- **WRITTEN EXERCISE**
Print all of the lines below word for word, leaving out the pictures.

- **ENTRIES PROVIDED**

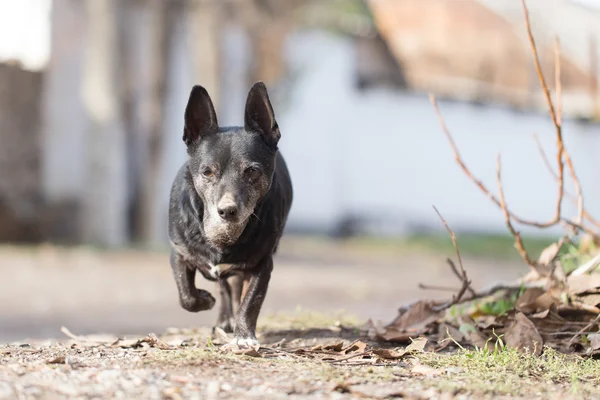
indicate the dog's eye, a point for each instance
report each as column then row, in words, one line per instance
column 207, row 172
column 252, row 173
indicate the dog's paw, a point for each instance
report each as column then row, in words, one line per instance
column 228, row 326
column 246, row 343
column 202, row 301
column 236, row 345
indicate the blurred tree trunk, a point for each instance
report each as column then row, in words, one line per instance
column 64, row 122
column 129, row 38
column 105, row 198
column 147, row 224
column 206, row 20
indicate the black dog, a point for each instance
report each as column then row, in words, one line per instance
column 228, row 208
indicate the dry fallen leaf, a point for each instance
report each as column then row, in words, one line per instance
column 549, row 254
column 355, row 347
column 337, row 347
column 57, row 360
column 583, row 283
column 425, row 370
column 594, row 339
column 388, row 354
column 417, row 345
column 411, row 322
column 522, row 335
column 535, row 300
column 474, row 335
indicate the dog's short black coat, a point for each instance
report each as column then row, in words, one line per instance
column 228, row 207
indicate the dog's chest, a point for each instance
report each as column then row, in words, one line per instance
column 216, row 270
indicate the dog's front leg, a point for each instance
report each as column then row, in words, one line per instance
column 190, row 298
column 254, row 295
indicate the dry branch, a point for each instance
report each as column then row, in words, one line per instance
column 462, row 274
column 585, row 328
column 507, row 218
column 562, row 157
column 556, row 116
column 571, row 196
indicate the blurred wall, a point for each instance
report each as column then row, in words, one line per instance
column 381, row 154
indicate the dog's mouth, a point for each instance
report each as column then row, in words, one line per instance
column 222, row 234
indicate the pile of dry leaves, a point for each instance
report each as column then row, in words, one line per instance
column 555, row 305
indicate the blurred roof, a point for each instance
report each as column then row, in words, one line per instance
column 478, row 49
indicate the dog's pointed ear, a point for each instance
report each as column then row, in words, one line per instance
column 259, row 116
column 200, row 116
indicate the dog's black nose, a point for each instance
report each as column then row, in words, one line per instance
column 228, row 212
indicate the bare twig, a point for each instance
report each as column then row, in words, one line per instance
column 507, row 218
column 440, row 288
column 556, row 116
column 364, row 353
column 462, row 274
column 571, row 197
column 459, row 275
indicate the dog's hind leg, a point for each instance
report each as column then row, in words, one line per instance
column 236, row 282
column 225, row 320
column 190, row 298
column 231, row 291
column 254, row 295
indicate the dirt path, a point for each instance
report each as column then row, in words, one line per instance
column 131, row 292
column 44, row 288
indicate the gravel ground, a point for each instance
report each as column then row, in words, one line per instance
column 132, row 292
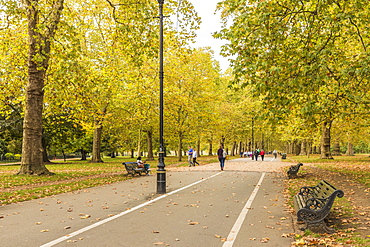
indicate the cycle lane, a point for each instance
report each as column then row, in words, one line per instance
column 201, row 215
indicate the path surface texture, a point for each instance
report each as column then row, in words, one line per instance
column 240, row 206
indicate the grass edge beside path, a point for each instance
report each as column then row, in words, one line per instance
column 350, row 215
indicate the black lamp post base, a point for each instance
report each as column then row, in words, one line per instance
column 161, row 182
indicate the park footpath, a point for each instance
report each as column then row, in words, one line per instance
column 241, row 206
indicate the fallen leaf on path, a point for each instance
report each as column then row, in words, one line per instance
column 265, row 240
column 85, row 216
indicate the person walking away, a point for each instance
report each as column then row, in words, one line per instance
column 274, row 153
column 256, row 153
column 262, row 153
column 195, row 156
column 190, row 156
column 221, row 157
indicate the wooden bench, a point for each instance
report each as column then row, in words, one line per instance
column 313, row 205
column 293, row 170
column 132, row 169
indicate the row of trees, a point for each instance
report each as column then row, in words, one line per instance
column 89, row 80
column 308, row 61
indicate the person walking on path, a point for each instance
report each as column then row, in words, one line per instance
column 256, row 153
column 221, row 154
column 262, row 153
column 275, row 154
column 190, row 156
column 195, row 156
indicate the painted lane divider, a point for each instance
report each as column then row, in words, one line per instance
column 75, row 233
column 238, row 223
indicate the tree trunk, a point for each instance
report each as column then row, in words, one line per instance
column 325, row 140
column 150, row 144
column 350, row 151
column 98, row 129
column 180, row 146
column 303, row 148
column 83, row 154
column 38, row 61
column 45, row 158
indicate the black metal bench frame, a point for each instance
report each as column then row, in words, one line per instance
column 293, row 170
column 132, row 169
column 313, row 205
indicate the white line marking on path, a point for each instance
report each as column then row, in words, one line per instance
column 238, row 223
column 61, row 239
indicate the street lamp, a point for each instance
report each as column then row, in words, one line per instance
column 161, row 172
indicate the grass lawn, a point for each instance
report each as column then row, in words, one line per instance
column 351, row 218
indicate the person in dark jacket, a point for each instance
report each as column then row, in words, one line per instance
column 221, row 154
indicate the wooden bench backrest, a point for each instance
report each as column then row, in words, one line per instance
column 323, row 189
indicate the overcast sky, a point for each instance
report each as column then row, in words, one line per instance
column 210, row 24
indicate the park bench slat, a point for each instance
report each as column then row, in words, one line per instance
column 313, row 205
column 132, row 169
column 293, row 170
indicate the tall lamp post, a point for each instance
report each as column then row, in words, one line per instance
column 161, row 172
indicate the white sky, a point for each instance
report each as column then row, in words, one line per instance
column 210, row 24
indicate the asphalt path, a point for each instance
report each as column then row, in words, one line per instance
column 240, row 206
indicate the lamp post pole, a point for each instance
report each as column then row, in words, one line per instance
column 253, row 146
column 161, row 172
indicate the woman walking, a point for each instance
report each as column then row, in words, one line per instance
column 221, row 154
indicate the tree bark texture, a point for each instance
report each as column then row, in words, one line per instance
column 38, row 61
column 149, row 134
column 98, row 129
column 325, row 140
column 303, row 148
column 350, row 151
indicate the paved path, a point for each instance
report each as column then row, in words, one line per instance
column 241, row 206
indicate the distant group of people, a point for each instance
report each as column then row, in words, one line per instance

- **TASK ANSWER**
indicate the dog's eye, a point for each instance
report each as column then row, in words, one line per instance
column 207, row 172
column 252, row 173
indicate the dog's paw, a point for each instance
report each as column then row, in words, one line per instance
column 228, row 326
column 246, row 343
column 202, row 301
column 236, row 345
indicate the blurred tree trunk, a point for each instance
report each as column then row, in words, one line per instance
column 64, row 122
column 129, row 38
column 105, row 198
column 147, row 224
column 206, row 20
indicate the black dog, a point for each instance
report each as column then row, in words, one line per instance
column 228, row 208
indicate the dry fallen leaf, a point for each instance
report each as column then row, in words, one line per instance
column 549, row 254
column 355, row 347
column 337, row 347
column 57, row 360
column 583, row 283
column 425, row 370
column 594, row 339
column 388, row 354
column 417, row 345
column 411, row 322
column 522, row 335
column 535, row 300
column 474, row 335
indicate the dog's short black coat, a point for each instance
report each as column then row, in words, one line per instance
column 228, row 207
indicate the dog's chest, a point for each instance
report each as column then row, in words, one line per instance
column 216, row 270
indicate the dog's front leg, a point for each instance
report each as column then row, in words, one line per instance
column 190, row 298
column 254, row 295
indicate the dry branch, a point for each instance
report each as column then row, in words, one line per instance
column 462, row 274
column 585, row 328
column 507, row 218
column 562, row 157
column 556, row 116
column 571, row 196
indicate the blurred wall, a point for each instance
report each as column then row, in words, one line per instance
column 381, row 154
indicate the dog's mouth, a point for each instance
report each as column then row, in words, one line per instance
column 222, row 234
indicate the pile of dry leaves, a point for each instance
report each as column then row, in words, one line per instance
column 555, row 305
indicate the blurred roof, a point for each instance
report each as column then row, in words, one line per instance
column 478, row 49
indicate the dog's pointed ear, a point for each instance
report each as column then row, in words, one line per instance
column 259, row 116
column 200, row 116
indicate the dog's black nose, a point for each instance
report each as column then row, in words, one line per instance
column 228, row 212
indicate the bare twig, a point for each instance
report each as column then row, in words, one line per instance
column 507, row 218
column 440, row 288
column 556, row 116
column 364, row 353
column 462, row 274
column 571, row 197
column 459, row 275
indicate the dog's hind leg, a point for each instance
report each as column then row, in words, one line per instance
column 236, row 282
column 225, row 320
column 190, row 298
column 231, row 291
column 254, row 295
indicate the dirt path, a point for each instance
report each as column then row, in words, one line per instance
column 131, row 292
column 44, row 288
indicate the gravel ground, a point for each instance
report each as column then row, in words, one line per instance
column 132, row 292
indicate the cycle lane, a point for each instance
report each as column then row, in words, one line per instance
column 201, row 215
indicate the path surface texture, a point for each instance
report each as column then row, in words, one line per instance
column 240, row 206
indicate the grass edge beside path, a point for each instance
report each as column then row, in words, one line per instance
column 350, row 215
indicate the black lamp post base, a point for each instance
report each as column then row, in words, one line per instance
column 161, row 182
indicate the park footpath, a point for each instance
report each as column then row, in words, one line per instance
column 241, row 206
indicate the fallen leaf on path, a point for each instance
report each as column then row, in words, one line per instance
column 265, row 240
column 85, row 216
indicate the person walking away, a point for each instance
report each as column then row, in words, one line per instance
column 274, row 153
column 256, row 153
column 262, row 153
column 195, row 156
column 190, row 156
column 221, row 157
indicate the wooden bench, a point for each instance
report each as column then row, in words, one line per instance
column 313, row 205
column 293, row 170
column 132, row 169
indicate the row of trees, a point for each instance
report each as column then row, in words, one line per instance
column 89, row 80
column 308, row 61
indicate the person walking on path, a point for each instance
report each as column then row, in words, one line per instance
column 256, row 153
column 221, row 154
column 262, row 153
column 275, row 154
column 190, row 156
column 195, row 156
indicate the painted lane divider, a point for each instance
report each as column then row, in words, one line per instance
column 75, row 233
column 238, row 223
indicate the tree trunk, a point for each instance
report each as column then row, in words, one line per instance
column 325, row 140
column 150, row 144
column 350, row 151
column 98, row 129
column 180, row 146
column 303, row 148
column 83, row 154
column 38, row 61
column 45, row 158
indicate the black metal bench frame, a point for each instance
report each as column then row, in words, one line per instance
column 293, row 170
column 132, row 169
column 313, row 205
indicate the white line marking on path, a point for each instance
report each as column then row, in words, one line per instance
column 238, row 223
column 61, row 239
indicate the street lamp, a point for each instance
report each as column then row, in words, one line per instance
column 161, row 172
indicate the grass lawn, a point for each instance
report each as column then row, in words, one line per instance
column 351, row 218
indicate the person in dark jacket, a point for each instance
report each as column then row, in words, one line per instance
column 221, row 154
indicate the wooden bench backrest, a point for each instance
report each as column then row, in words, one line per instance
column 323, row 189
indicate the overcast sky, a point for each instance
report each as column then row, in words, one line per instance
column 210, row 24
indicate the park bench slat, a point for each instance
report each as column then row, in words, one line per instance
column 313, row 205
column 132, row 169
column 293, row 170
indicate the tall lamp post, a point for each instance
report each as column then row, in words, one line per instance
column 161, row 172
indicate the white sky, a point for each instance
report each as column then row, in words, one line per instance
column 210, row 24
indicate the asphalt path, a point for each instance
report each as column then row, in words, one line per instance
column 240, row 206
indicate the lamp post pole, a point for each instance
report each as column then row, in words, one line per instance
column 253, row 146
column 161, row 172
indicate the woman walking, a point for each instance
report each as column then row, in words, one line per instance
column 221, row 154
indicate the tree bark texture, a point for each instance
report each as column then row, in words, one line per instance
column 38, row 61
column 149, row 134
column 98, row 129
column 325, row 140
column 303, row 148
column 350, row 151
indicate the paved path, a point for each instance
report each as column then row, in words, one line per instance
column 241, row 206
indicate the distant group of people, a point for each instance
report each as column then row, in words, one line per instance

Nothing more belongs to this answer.